*AIM OF THE EXERCISE*
Gather every line in the rows below that contains the word "Query", and copy each one out in the order it appears.

*EXCERPTED DATA*
──────────────────────────────

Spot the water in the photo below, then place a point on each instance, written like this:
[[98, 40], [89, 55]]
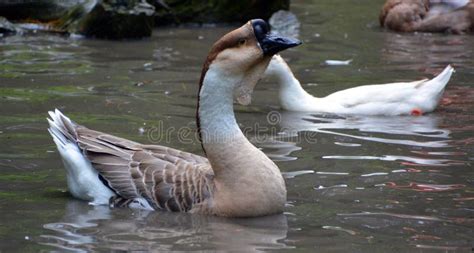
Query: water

──────────────────────────────

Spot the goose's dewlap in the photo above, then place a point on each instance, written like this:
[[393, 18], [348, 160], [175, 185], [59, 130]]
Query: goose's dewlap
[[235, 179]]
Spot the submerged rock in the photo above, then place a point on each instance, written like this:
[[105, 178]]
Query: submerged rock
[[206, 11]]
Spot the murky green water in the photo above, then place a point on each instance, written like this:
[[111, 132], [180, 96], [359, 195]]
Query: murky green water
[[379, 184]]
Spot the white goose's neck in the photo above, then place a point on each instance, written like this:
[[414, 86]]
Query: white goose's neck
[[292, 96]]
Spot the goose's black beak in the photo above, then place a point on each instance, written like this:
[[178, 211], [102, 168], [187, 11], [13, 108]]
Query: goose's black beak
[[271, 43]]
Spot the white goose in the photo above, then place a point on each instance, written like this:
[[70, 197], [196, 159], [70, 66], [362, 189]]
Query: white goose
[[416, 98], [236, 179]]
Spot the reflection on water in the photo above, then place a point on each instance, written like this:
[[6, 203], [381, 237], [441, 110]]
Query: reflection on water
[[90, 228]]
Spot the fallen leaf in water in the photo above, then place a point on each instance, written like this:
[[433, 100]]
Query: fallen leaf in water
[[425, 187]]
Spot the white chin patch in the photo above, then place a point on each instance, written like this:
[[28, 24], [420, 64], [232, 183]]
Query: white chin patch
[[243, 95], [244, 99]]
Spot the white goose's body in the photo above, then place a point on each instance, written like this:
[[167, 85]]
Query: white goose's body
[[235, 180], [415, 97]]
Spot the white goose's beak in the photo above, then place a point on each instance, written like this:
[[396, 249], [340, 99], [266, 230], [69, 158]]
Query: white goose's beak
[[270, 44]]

──────────────────────────────

*WRITTEN RESPONSE*
Query: water
Query: goose's dewlap
Query: submerged rock
Query: murky green water
Query: white goose's neck
Query: goose's black beak
Query: white goose
Query: reflection on water
Query: fallen leaf in water
Query: white chin patch
Query: white goose's body
Query: white goose's beak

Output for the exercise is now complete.